┌────────

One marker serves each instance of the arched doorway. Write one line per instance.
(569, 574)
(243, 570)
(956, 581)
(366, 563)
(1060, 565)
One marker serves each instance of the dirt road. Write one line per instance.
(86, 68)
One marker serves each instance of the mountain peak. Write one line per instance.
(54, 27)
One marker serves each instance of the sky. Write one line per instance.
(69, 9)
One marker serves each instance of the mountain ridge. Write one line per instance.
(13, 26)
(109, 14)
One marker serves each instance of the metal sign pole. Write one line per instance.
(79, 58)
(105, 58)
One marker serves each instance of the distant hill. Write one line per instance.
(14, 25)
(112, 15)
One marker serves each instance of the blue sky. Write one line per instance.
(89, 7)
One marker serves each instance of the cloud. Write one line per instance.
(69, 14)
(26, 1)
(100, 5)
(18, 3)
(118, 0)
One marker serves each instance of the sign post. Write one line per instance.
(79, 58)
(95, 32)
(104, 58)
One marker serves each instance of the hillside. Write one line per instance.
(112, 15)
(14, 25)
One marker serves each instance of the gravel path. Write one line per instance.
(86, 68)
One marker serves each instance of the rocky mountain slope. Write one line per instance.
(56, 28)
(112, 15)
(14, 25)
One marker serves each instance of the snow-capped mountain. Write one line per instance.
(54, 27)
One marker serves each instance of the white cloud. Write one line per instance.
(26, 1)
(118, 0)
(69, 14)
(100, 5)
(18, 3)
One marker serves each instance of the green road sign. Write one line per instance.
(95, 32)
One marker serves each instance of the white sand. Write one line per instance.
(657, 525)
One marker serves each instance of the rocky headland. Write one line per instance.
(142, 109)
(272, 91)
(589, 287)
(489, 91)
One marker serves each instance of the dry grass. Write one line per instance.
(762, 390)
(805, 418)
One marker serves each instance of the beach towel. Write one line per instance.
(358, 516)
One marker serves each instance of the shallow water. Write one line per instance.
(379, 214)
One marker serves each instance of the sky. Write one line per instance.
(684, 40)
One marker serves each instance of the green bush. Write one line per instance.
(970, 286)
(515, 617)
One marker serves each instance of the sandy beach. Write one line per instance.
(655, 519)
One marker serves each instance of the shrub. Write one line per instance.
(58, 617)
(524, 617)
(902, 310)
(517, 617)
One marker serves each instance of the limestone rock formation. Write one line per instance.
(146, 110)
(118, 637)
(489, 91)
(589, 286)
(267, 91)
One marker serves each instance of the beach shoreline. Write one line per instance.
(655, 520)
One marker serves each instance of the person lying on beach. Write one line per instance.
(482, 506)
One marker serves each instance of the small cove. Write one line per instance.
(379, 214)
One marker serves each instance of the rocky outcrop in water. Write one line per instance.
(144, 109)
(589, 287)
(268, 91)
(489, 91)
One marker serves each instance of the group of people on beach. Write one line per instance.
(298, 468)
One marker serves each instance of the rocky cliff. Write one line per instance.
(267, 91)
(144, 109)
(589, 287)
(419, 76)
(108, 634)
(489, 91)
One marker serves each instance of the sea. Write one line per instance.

└────────

# What to do
Copy out the lines from the line containing "One marker serves each instance of the shrub." to the end of the listing above, without alteration.

# Reply to the task
One marker serves each instance of the shrub. Write one line per instance.
(58, 617)
(524, 617)
(902, 310)
(517, 617)
One marker serves each instance of the limestone rock formation. Write one line per instance.
(146, 110)
(118, 637)
(489, 91)
(589, 286)
(267, 91)
One marker serves each instance of the beach shoreline. Write one line per instance.
(655, 520)
One marker serves each instance of the person lying on beach. Write one line per instance.
(482, 506)
One marker serves each instance of the small cove. Write one line per instance.
(379, 214)
One marker serves each instance of the rocky outcrop in water. Write one line per instance.
(144, 109)
(589, 287)
(268, 91)
(489, 91)
One marker serves each instance of the group of people on beach. Write one line per instance.
(298, 468)
One marker serves each instance of the rocky cliff. Write one line per instance.
(267, 91)
(144, 109)
(589, 287)
(419, 76)
(108, 634)
(489, 91)
One marker serves each instance of the sea. Write one line per instance.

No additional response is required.